_Stated task_: Can you rewrite the lines below with every "box" changed to "outline" and nothing else altered, leaving the pictures out?

--- BEGIN Record set ---

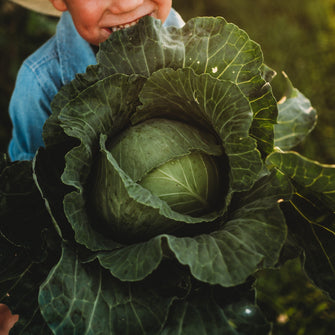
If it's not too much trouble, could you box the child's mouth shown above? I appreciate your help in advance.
[108,19,140,33]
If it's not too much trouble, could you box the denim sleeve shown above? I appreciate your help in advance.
[8,64,51,161]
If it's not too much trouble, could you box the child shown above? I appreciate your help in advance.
[8,0,184,161]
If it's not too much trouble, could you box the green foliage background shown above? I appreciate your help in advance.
[0,0,335,335]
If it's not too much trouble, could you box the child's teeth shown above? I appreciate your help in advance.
[111,20,139,33]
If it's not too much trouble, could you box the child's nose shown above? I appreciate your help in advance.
[109,0,145,14]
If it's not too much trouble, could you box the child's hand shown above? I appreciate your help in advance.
[0,304,19,335]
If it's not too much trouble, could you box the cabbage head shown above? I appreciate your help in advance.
[0,17,333,335]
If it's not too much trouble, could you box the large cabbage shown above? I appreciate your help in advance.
[1,17,335,335]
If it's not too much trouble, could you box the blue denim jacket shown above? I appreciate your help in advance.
[8,9,184,161]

--- END Record set ---

_Task result_:
If it's not too much trouble, could you outline the child's mouth shown above? I appreciate your help in advance.
[108,19,140,33]
If it's not too much trouble, could you outline the denim sleeve shown above? I appreciate your help in advance.
[8,64,51,161]
If it's not too much trouble, could you outline the child shown above? I appreciate your help in advance.
[8,0,184,161]
If it's not too much trouble, could you outline the green foliage background shown above? I appreciate your help in advance.
[0,0,335,335]
If it's not too much trouble, could you outline the child's teeth shown above? I appreciate your help in advance.
[111,20,139,33]
If it's not too much trouble, could you outline the child's nose shown above? I appreciate your help in advance.
[109,0,145,14]
If it's not too much trouble, could you outline the child's hand shown above? I appreciate your help in advance.
[0,304,19,335]
If it's not too much trouble, could you outline the cabbage head shown above? I appreciate your help in advance.
[0,17,333,335]
If it's not too much trouble, could you outline the large cabbage shown above? I appreciate your help in advance.
[1,17,335,335]
If it's not too much trouble, could you outline the blue denim jacket shown above? I appreciate your help in advance.
[8,9,184,161]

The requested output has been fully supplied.